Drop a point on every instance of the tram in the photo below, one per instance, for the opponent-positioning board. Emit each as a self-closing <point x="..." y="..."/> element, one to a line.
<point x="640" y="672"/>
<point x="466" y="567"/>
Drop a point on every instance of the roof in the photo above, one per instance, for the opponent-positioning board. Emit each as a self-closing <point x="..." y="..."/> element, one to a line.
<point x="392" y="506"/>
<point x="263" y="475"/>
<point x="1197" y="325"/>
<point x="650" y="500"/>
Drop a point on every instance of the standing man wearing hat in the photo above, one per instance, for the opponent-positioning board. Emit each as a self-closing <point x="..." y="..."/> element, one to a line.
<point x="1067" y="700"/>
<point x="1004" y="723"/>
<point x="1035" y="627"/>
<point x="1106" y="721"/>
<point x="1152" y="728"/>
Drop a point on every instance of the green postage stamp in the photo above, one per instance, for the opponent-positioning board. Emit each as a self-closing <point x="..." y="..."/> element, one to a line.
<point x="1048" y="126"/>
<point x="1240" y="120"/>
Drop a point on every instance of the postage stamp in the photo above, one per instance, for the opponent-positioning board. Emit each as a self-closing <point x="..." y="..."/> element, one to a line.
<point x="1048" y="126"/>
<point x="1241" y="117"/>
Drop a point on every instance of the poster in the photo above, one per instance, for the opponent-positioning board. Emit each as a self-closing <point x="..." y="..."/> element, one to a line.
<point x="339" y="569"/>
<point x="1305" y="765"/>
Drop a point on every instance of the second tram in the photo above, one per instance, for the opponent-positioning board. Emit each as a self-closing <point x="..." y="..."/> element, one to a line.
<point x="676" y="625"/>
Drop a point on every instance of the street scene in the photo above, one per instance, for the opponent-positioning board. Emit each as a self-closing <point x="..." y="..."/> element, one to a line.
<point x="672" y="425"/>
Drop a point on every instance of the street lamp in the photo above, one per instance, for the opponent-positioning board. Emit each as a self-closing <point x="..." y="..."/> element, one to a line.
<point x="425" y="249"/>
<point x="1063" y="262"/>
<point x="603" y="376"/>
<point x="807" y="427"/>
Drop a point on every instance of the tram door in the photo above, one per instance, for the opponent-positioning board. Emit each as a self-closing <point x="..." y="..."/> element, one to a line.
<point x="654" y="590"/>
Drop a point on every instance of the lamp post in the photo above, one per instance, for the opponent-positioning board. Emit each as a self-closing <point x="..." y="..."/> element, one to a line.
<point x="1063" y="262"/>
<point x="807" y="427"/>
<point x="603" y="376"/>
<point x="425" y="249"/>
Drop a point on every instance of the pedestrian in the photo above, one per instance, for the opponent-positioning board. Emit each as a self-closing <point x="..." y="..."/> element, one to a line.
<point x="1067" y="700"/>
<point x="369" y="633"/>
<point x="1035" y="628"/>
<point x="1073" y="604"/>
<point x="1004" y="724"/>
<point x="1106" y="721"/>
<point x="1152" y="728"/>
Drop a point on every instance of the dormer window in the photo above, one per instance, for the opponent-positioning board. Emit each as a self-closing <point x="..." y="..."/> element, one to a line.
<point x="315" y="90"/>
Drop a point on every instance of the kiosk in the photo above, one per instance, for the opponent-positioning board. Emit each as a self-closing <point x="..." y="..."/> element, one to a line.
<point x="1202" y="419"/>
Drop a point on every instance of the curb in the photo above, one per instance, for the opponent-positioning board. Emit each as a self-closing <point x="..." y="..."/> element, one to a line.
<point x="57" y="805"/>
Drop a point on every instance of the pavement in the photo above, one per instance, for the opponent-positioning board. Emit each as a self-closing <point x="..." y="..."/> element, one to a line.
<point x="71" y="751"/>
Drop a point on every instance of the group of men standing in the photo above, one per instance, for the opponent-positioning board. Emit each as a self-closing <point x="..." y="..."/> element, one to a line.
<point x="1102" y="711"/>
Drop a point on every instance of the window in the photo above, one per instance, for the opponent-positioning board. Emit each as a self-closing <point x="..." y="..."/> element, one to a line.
· · ·
● **Exercise description**
Using the data above, return each line exactly as written.

● **Solution**
Drop a point on every instance of the tram in the photo below, one per instance, for the opponent-positioning board. Emit each as a self-closing <point x="..." y="..."/> element, one to a line.
<point x="640" y="672"/>
<point x="466" y="567"/>
Drop a point on every instance of the roof in the photo above, one per instance, for the opponent-positioning board. Emit each as a self-closing <point x="..." y="..."/> element, one to a line.
<point x="392" y="506"/>
<point x="263" y="475"/>
<point x="1197" y="325"/>
<point x="650" y="500"/>
Drop a point on every instance of the standing man wearing hat in the photo above, one per instance, for the opponent-positioning board. Emit each as a self-closing <point x="..." y="..."/> element, one to a line.
<point x="1067" y="700"/>
<point x="1004" y="723"/>
<point x="1035" y="627"/>
<point x="1106" y="721"/>
<point x="1152" y="728"/>
Drop a point on every instance of the green postage stamp in the photo above, one per instance, for the opponent-positioning board. Emit each as a self-closing <point x="..." y="..."/> element, one to a line.
<point x="1048" y="126"/>
<point x="1240" y="120"/>
Drop a point on every instance of the postage stamp in the photo above, one per instance, for the opponent-positioning board. Emit each as a self-closing <point x="..." y="..."/> element, one to a line.
<point x="1048" y="126"/>
<point x="1241" y="117"/>
Drop a point on every instance of the poster in the photo above, one per instance, for the opponent-positioning board. Emit each as a self-closing <point x="..." y="..."/> element, one to a line.
<point x="339" y="569"/>
<point x="1305" y="765"/>
Drop a point on every instance of the second tram in the photo above, one per instance, for the opponent-positioning board. Emit each as a self-closing <point x="..." y="..."/> element, one to a line.
<point x="676" y="625"/>
Drop a point on every instance of the street scene in the photo above, one per instance, for the opponent-positioning board. Emit each as a self-closing <point x="..." y="..."/> element, one to a line.
<point x="672" y="425"/>
Drop a point on every instance of the street lamp in the photo above, one per instance, for the opponent-positioning board. Emit each as a self-closing <point x="..." y="..."/> element, one to a line.
<point x="425" y="249"/>
<point x="1063" y="262"/>
<point x="603" y="376"/>
<point x="807" y="427"/>
Drop a point on every instance of the tram door in the photo above, one per instance, for the opponent-positioning board. Emit each as a self-closing <point x="..." y="..."/> element, one to a line.
<point x="654" y="590"/>
Drop a point on every instance of the lamp post in the photo above, one per instance, for the opponent-positioning board. Emit each as a self-closing <point x="..." y="..."/> element, one to a line.
<point x="1063" y="262"/>
<point x="807" y="427"/>
<point x="603" y="376"/>
<point x="425" y="249"/>
Drop a point on every instance of the pedestrian in the photo above, one per instance, for the opponent-positioning board. Emit each as a self-closing <point x="..." y="..."/> element, one to a line.
<point x="1067" y="700"/>
<point x="369" y="633"/>
<point x="1035" y="628"/>
<point x="1073" y="604"/>
<point x="1004" y="724"/>
<point x="1106" y="721"/>
<point x="1152" y="728"/>
Drop a point on every instance of the dormer window in the photo above, one per instance, for the opponent-positioning board. Emit each as a self-closing <point x="..." y="..."/> element, one to a line.
<point x="315" y="90"/>
Drop a point on every instance of the kiosk in the photo above, one per instance, for the opponent-positioning board. Emit each as a self-closing <point x="..." y="..."/> element, one to a line.
<point x="1202" y="419"/>
Drop a point on every instance of the curb in the photo above, one per instance, for the opponent-positioning board. Emit each as a self-closing <point x="..." y="..."/> element, one to a line.
<point x="57" y="805"/>
Drop a point on every instance of the pavement in the photo above, one per instance, for the opponent-positioning board. Emit each as a self-closing <point x="..." y="..."/> element, one to a line.
<point x="71" y="751"/>
Drop a point on every instance of the group of men standing in the photo above, one per instance, for the opponent-positioning board. Emit each as a self-closing <point x="..." y="..."/> element, one to a line.
<point x="1102" y="711"/>
Drop a point on every instance of the window in the photo above, one per instance, for the opponent-positioning board. Emit each as a self-closing <point x="..." y="..."/> element, one to a line.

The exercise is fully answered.